== Document extract ==
Transcript: George Stephanopoulos Interviews President Obama

STEPHANOPOULOS: I want to get to some of those broader issues. Because you're also facing criticism on that. Sarah Palin, taking aim at your decision to restrict the use of nuclear weapons. Your pledge not to strike nations, non-nuclear nations, who abide by the nonproliferation treaty. Here's what she said. She said, "It's unbelievable, no other administration would do it." And then she likened it to kids on the playground. She said you're like a kid who says, "Punch me in the face, and I'm not going to retaliate." Your response?

OBAMA: I really have no response. Because last I checked, Sarah Palin's not much of an expert on nuclear issues.

STEPHANOPOULOS: But the string of criticism has been out there among other Republicans as well. They think you're restricting use of nuclear weapons too much.

OBAMA: And what I would say to them is that if the secretary of defense and the chairman of the Joints Chiefs of Staff are comfortable with it, I'm probably going to take my advice from them and not from Sarah Palin.

STEPHANOPOULOS: But not concerned about her criticisms?


STEPHANOPOULOS: Let's talk about President Medvedev. I'm going to see him tomorrow. You've spoken with him about 14 times negotiating this treaty. And it's been a struggle. If this was just two lawyers hammering out the details, what did you learn about him?

== Work to complete ==
1. In the interview transcript, replace "treaty" with "agreement" and give the passage again, beginning at the words "STEPHANOPOULOS: But the" and stopping after "learn about him?".
2. Translate this sentence from the interview transcript into Spanish: "I really have no response."
3. Go on with the interview transcript from the point where it stops.

Stored entries:

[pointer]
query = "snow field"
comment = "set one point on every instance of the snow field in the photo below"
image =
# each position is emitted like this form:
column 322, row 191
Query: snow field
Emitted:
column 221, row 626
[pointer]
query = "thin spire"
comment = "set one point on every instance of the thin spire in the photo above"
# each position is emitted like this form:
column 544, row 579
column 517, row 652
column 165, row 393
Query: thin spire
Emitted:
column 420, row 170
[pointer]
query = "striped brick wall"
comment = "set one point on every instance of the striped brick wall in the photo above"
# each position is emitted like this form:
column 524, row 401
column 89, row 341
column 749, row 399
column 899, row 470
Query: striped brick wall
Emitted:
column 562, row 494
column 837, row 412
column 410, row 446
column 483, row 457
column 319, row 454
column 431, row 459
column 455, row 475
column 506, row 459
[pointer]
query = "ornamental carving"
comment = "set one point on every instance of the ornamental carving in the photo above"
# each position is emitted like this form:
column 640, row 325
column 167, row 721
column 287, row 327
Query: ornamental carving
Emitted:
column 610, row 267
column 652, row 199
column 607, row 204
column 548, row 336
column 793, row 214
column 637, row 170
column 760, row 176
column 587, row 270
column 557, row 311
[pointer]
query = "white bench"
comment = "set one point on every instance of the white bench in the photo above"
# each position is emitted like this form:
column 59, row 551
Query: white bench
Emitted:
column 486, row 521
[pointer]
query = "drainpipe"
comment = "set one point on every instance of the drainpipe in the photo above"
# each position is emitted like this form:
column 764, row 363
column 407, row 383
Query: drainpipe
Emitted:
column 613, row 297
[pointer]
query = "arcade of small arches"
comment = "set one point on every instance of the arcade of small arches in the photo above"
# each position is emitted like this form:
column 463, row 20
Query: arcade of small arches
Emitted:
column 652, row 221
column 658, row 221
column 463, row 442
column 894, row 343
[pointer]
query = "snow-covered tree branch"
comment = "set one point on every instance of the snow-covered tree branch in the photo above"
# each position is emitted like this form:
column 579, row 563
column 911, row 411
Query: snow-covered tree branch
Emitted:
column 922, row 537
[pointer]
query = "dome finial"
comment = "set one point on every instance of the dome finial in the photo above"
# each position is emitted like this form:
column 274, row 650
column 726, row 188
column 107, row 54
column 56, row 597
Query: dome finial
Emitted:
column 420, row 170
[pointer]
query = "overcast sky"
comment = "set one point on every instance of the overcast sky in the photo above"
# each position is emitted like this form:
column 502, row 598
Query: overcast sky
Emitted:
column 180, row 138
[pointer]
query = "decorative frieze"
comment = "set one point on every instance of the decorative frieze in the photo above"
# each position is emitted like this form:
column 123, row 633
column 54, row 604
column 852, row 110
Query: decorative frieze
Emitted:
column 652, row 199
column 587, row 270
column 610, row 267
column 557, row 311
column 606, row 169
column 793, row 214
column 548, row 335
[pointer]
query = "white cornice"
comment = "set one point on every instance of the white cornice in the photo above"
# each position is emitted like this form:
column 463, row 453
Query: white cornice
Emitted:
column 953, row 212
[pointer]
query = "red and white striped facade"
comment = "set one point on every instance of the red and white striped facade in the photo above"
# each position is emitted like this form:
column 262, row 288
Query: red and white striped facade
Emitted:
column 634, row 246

== Replies ==
1.
STEPHANOPOULOS: But the string of criticism has been out there among other Republicans as well. They think you're restricting use of nuclear weapons too much.

OBAMA: And what I would say to them is that if the secretary of defense and the chairman of the Joints Chiefs of Staff are comfortable with it, I'm probably going to take my advice from them and not from Sarah Palin.

STEPHANOPOULOS: But not concerned about her criticisms?


STEPHANOPOULOS: Let's talk about President Medvedev. I'm going to see him tomorrow. You've spoken with him about 14 times negotiating this agreement. And it's been a struggle. If this was just two lawyers hammering out the details, what did you learn about him?

2. Realmente no tengo respuesta.

3.
OBAMA: Well, he -- he is a -- he's a very deliberate, very methodical, very honest partner in negotiations, which I find very useful. He's somebody who says, "Here's what I can do, here's what I can't do." He, he showed flexibility in negotiations, that, you know, haven't always been the case in negotiations between the United States and Russia, where essentially you can just trade the talking points and not --

STEPHANOPOULOS: He -- really talked?

OBAMA: He actually talked, he actually listened. I think we've developed a good working relationship. And I, what he recognizes -- and is, I think, one of the central concerns of our whole approach -- is that, you know, although the United States and Russia remain by far the largest nuclear superpowers, that the issues of proliferation, the challenges of nuclear terrorism and asymmetric threats, loose nuclear materials, that these are all things that in this environment, probably pose a much greater danger to the safety and security of the American people, or for that matter, the Russian people, than, you know, particular payloads coming from historic adversaries like the United States and the former Soviet Union.

STEPHANOPOULOS: Are you convinced he's the man in charge in Russia?

OBAMA: You know, I will tell you, he has been able to consistently follow through on the commandments that he's made. You know, I think there's no doubt that he takes the counsel of Putin very seriously. I think that there's no doubt that, you know, Russia is a big, complicated country just like the United States is. And there are all sorts of different voices coming at him at any given time that he's got to take into account.

But what I've been impressed with is, is that from the time that we first met in London, a year ago to today, he has consistently been able to keep the commitments that he's made, and follow through on them, and -- and -- the treaty that we signed today is just one example of that.

STEPHANOPOULOS: And it sounds like you may be now on the same page in dealing with Iran.

OBAMA: Uh-huh.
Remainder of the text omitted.